***** Passage for review

Immortalis plunges readers into a realm where depravity is not merely incidental but foundational, a world engineered for unrelenting cruelty that tests the limits of tolerance. The extremity arises not from isolated shocks but from the systematic immersion in a society where torture, predation, and violation form the very fabric of existence. Nicolas DeSilva, the asylum’s proprietor, embodies this horror with a sadism that defies redemption; his Corax is no mere prison but a labyrinth of calculated suffering, where inmates endure flaying, electrical torment, and surgical perversions under the guise of psychiatric care. The narrative demands confrontation with acts that linger: the brazen bull roasting the living, the nerve harp plucking agony from exposed sinews, the gurney compressing breath until surrender.
Yet the revulsion stems deeper than gore. Immortalis strips away moral distance, forcing intimacy with the perpetrators. Nicolas does not slaughter anonymously; he dances to the symphony of screams, collects pocket watches amid the carnage, and debates his alter egos while victims writhe. Theaten, his brother, dines with refined savagery, carving tribute flesh as conversation flows. Such precision elevates brutality to ritual, rendering it not chaotic but coldly intentional, a governance where the weak are bred for consumption and the strong feast without remorse. Tributes, systematically cultivated, exist solely for blood, flesh, and debasement, their humanity erased in breeding programs that echo the ledger’s impartial cruelty.
The psychological architecture amplifies unease. Nicolas’s fractured psyche manifests in multiplicities—Chester’s lechery, Webster’s clinical detachment, Elyas’s necromantic whims—each a lens on depravity. Love twists into possession; intimacy becomes predation. Allyra, the Immoless, navigates this inferno, her ascent through blood acquisition a mirror to the reader’s descent into complicity. Her trials demand participation in extraction, boiling vampires alive, yet her resistance falters against the seductive pull of power, blurring victim and victor.

**********
***** Record excerpts

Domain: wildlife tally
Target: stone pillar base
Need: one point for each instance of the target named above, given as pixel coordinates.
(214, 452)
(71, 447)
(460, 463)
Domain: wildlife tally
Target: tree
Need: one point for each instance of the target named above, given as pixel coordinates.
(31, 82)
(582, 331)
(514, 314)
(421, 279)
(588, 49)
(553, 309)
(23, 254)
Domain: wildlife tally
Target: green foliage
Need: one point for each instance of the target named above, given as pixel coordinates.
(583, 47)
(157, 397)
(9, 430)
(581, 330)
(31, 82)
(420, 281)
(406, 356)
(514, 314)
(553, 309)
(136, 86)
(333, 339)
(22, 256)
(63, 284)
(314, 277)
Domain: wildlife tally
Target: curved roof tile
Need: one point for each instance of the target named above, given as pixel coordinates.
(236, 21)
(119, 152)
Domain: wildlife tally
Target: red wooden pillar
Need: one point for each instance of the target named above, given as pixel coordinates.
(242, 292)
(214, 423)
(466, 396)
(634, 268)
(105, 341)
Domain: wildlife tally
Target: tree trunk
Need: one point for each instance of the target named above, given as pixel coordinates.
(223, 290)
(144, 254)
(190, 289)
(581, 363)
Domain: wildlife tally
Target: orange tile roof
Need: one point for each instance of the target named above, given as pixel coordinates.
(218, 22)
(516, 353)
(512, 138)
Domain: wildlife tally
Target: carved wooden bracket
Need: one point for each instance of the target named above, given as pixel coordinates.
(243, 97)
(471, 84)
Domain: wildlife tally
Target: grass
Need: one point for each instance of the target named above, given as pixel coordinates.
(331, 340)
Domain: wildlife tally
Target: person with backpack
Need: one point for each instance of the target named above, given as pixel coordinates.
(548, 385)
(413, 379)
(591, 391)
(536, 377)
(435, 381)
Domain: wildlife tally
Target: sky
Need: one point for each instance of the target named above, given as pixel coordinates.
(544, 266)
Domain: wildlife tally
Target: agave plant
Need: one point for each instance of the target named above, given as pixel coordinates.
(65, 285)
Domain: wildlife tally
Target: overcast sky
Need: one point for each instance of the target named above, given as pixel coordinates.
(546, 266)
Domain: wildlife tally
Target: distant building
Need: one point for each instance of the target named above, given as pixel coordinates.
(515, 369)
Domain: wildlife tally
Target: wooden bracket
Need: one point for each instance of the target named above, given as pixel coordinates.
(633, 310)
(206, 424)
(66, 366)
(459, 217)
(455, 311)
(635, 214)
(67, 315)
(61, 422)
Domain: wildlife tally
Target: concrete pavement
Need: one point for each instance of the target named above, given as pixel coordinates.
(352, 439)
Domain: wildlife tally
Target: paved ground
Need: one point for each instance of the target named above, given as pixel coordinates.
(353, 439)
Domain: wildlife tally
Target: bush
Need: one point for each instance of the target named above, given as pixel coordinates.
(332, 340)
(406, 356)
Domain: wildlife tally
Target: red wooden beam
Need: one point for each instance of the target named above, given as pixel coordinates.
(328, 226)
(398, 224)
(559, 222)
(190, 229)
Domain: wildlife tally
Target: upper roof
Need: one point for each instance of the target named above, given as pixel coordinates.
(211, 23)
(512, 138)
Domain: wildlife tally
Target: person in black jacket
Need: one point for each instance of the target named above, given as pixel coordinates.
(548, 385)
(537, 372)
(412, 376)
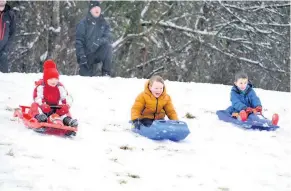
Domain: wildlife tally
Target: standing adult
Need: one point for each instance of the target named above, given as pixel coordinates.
(93, 42)
(7, 31)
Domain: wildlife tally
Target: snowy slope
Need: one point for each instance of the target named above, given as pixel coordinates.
(105, 155)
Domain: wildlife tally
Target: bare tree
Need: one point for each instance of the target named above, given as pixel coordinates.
(205, 41)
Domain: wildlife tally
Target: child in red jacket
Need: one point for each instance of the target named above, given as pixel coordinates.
(50, 92)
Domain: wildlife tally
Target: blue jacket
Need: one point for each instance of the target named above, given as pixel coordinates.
(240, 100)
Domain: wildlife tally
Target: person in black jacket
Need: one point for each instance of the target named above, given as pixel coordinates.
(93, 42)
(7, 31)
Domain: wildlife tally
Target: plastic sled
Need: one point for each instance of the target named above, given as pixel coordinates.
(54, 126)
(248, 124)
(164, 130)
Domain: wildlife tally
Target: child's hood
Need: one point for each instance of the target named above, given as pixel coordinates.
(148, 91)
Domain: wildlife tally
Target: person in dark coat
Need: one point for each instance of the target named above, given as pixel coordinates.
(7, 32)
(93, 42)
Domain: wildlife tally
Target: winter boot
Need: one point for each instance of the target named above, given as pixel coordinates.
(275, 119)
(41, 117)
(68, 121)
(243, 115)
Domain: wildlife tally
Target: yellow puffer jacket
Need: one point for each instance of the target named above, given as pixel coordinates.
(148, 106)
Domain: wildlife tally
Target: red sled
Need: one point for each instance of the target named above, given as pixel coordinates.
(54, 126)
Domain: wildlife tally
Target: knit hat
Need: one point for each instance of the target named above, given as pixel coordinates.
(50, 70)
(94, 4)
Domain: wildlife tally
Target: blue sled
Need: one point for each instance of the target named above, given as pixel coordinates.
(164, 130)
(260, 122)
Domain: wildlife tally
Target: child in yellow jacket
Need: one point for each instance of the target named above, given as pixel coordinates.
(152, 104)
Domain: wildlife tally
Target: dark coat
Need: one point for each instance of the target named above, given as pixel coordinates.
(7, 28)
(91, 33)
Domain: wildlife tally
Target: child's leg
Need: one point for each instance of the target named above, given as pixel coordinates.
(258, 118)
(36, 112)
(69, 121)
(147, 122)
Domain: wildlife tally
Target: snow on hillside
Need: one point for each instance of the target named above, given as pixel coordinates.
(106, 155)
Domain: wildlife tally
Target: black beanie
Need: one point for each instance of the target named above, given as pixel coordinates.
(93, 4)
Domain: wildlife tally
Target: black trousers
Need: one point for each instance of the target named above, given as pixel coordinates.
(3, 63)
(104, 55)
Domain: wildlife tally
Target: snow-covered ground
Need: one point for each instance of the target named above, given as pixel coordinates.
(106, 155)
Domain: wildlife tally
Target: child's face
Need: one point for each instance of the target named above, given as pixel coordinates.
(157, 89)
(241, 83)
(52, 82)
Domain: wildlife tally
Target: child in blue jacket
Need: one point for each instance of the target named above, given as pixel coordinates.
(244, 101)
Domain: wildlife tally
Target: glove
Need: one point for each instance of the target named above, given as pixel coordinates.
(96, 44)
(45, 108)
(258, 109)
(63, 110)
(84, 62)
(137, 123)
(249, 110)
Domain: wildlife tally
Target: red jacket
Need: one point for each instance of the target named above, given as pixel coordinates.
(44, 93)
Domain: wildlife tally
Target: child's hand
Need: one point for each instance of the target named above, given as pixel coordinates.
(136, 123)
(249, 110)
(63, 110)
(45, 108)
(258, 108)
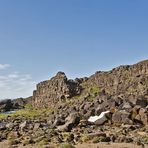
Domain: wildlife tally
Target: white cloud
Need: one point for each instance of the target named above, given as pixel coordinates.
(4, 66)
(15, 84)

**********

§ **Complete the following**
**a.** In the passage on Immortalis, who is Nicolas DeSilva's brother?
**b.** Copy word for word everything in the passage on Immortalis from "Yet the revulsion" down to "ledger’s impartial cruelty.".
The data is separate material with no connection to the passage on Immortalis.

§ **Outputs for the tasks**
**a.** Theaten.

**b.**
Yet the revulsion stems deeper than gore. Immortalis strips away moral distance, forcing intimacy with the perpetrators. Nicolas does not slaughter anonymously; he dances to the symphony of screams, collects pocket watches amid the carnage, and debates his alter egos while victims writhe. Theaten, his brother, dines with refined savagery, carving tribute flesh as conversation flows. Such precision elevates brutality to ritual, rendering it not chaotic but coldly intentional, a governance where the weak are bred for consumption and the strong feast without remorse. Tributes, systematically cultivated, exist solely for blood, flesh, and debasement, their humanity erased in breeding programs that echo the ledger’s impartial cruelty.